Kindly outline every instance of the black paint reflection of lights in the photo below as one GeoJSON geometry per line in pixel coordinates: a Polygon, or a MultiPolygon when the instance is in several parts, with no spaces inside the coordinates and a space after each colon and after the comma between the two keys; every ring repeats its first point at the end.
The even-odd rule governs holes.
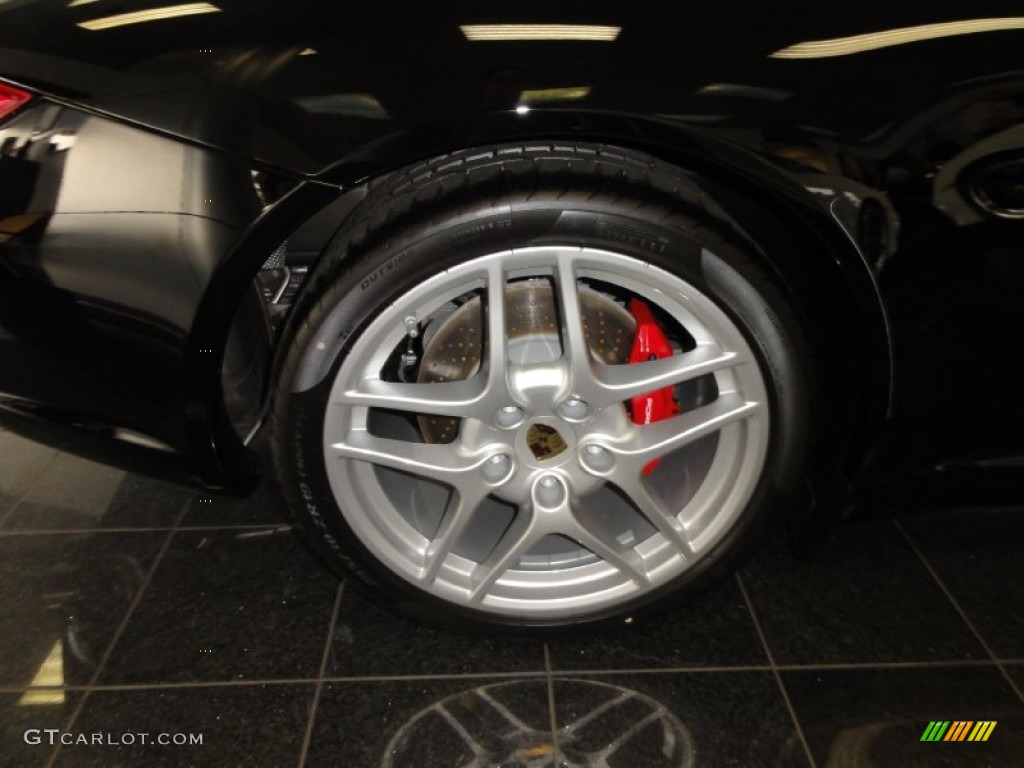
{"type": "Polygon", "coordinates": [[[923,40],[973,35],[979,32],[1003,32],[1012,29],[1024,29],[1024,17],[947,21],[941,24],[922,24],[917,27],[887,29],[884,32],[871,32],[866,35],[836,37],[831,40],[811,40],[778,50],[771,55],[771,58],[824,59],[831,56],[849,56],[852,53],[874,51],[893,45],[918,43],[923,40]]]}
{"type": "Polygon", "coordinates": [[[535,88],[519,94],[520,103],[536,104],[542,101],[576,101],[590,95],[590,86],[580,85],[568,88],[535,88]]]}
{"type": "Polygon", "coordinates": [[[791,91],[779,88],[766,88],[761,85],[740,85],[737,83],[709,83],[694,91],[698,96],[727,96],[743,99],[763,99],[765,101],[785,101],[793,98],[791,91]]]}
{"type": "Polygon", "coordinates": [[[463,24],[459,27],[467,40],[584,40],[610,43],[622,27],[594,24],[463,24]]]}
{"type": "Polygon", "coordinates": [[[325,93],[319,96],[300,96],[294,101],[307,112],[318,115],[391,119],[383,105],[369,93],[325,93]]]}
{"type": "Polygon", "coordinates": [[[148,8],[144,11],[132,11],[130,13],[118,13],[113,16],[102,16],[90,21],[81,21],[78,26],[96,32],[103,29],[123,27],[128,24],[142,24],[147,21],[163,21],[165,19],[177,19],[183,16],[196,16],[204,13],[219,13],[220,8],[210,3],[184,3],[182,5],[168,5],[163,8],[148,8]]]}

• • • • • • •

> To do
The answer must be the full set of records, repeated exactly, with no pictures.

> Final answer
Kindly outline every instance of the black paint reflection of lights in the photo below as one GeoJSON geometry per line in pixel coordinates: a Polygon, or a MultiPolygon when the instance is in several parts, with no spaces inside the coordinates and a space after each colon and after the comma between the two keys; every ring repeats its first point at the end.
The even-odd rule governs holes.
{"type": "Polygon", "coordinates": [[[923,40],[973,35],[979,32],[1003,32],[1012,29],[1024,29],[1024,17],[947,21],[941,24],[922,24],[917,27],[887,29],[884,32],[871,32],[866,35],[836,37],[831,40],[811,40],[778,50],[771,55],[771,58],[824,59],[831,56],[849,56],[852,53],[874,51],[893,45],[918,43],[923,40]]]}
{"type": "Polygon", "coordinates": [[[535,88],[519,94],[520,103],[536,104],[542,101],[576,101],[590,95],[590,86],[580,85],[568,88],[535,88]]]}
{"type": "Polygon", "coordinates": [[[791,91],[779,88],[766,88],[761,85],[740,85],[737,83],[709,83],[694,91],[698,96],[727,96],[743,99],[763,99],[765,101],[785,101],[793,98],[791,91]]]}
{"type": "Polygon", "coordinates": [[[463,24],[459,27],[467,40],[584,40],[610,43],[622,27],[594,24],[463,24]]]}
{"type": "Polygon", "coordinates": [[[325,93],[319,96],[300,96],[294,101],[307,112],[318,115],[391,119],[383,105],[369,93],[325,93]]]}
{"type": "Polygon", "coordinates": [[[148,8],[144,11],[132,11],[130,13],[118,13],[113,16],[102,16],[90,21],[81,21],[78,26],[96,32],[103,29],[123,27],[128,24],[142,24],[147,21],[163,21],[165,19],[177,19],[183,16],[196,16],[204,13],[219,13],[220,8],[210,3],[184,3],[182,5],[168,5],[163,8],[148,8]]]}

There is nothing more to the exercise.